* Deskripsi Tugas *
Ulangi semua baris data di bawah ini persis sama, tanpa mengubah satu huruf atau angka pun.

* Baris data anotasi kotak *
────────────────────────────────────────

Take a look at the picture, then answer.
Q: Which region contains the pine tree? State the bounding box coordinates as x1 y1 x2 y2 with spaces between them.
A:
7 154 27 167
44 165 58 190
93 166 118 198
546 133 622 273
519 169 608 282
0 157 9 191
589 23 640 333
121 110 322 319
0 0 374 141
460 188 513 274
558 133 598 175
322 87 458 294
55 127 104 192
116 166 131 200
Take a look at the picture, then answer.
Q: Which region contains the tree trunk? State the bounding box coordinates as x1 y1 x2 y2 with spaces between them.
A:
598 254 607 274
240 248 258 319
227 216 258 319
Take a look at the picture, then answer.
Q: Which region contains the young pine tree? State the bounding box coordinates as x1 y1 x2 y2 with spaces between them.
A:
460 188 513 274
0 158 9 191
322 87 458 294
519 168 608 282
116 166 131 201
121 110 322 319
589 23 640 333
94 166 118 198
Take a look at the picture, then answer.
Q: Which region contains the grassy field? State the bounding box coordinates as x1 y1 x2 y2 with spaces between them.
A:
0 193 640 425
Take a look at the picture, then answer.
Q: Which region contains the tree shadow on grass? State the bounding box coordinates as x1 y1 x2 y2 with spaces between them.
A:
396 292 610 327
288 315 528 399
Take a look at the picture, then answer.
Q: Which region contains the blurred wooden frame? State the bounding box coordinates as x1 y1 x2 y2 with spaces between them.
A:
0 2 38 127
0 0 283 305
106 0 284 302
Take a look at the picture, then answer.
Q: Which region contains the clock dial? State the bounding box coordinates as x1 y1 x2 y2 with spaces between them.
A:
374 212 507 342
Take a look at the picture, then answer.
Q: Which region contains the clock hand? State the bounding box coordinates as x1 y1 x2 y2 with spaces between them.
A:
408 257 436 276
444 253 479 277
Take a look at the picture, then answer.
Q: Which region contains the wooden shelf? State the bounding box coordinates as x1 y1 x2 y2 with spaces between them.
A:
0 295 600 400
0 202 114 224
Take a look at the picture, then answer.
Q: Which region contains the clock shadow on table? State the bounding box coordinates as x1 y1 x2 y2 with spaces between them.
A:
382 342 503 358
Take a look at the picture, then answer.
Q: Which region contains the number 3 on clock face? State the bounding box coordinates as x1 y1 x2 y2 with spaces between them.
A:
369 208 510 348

────────────────────────────────────────

* Jawaban Tugas *
Take a look at the picture, then answer.
Q: Which region contains the pine tree? State the bounding box coordinates as x1 y1 x2 y2 with spaces between them.
A:
7 154 27 167
44 165 58 190
93 166 118 198
546 133 622 273
519 169 608 282
0 157 9 191
589 23 640 333
121 110 322 319
0 0 374 141
460 188 513 274
558 133 598 175
322 87 458 294
55 127 104 192
116 166 131 200
Take a look at the picture, then answer.
Q: Which region contains the tree trunk? State the bounding box coordinates as x1 y1 x2 y2 with spaces between them.
A:
598 254 607 274
240 248 258 319
227 216 258 319
Take a look at the picture, then answer.
Q: Which region contains the young pine tree? State the bounding box coordinates as x1 y1 x2 y2 with spaces between them.
A:
460 188 513 274
0 158 9 191
322 87 458 294
519 168 608 282
116 166 131 201
121 110 322 319
589 23 640 333
94 166 118 198
Take a look at the picture, then answer.
Q: Which region contains the grassy field? State the bounding box coordinates as x1 y1 x2 y2 with spaces between them.
A:
0 193 640 425
Take a look at the picture, then answer.
Q: Which region contains the tree shadow on grass? State the bounding box coordinates as x1 y1 x2 y2 with spaces between them.
A:
396 292 610 327
288 315 528 399
Take a look at the picture, then answer.
Q: Which region contains the blurred wooden frame? State the bounding box coordinates as x1 y1 x2 y2 with spaces between them.
A:
0 2 38 127
0 0 283 305
106 0 284 302
Take a look at the picture, then answer.
Q: Which region contains the clock dial? State the bounding box coordinates as x1 y1 x2 y2 with spaces between them.
A:
374 212 507 342
Take a look at the picture, then answer.
Q: Which region contains the clock hand? State the bounding box coordinates as x1 y1 x2 y2 with spaces between them.
A:
408 257 436 276
444 253 479 277
Take a look at the picture, then answer.
Q: Which region contains the wooden shelf? State the bounding box coordinates as x1 y1 x2 y2 with spaces between them.
A:
0 295 600 400
0 202 114 224
Take a look at the picture, then answer.
Q: Which region contains the clock shadow on table? State the bounding box coordinates as x1 y1 x2 y2 with spaces between them.
A:
382 342 503 358
Take a look at the picture, then answer.
Q: Which region contains the number 3 on clock face? State the bounding box coordinates as x1 y1 x2 y2 with spaces between them.
A:
369 208 510 348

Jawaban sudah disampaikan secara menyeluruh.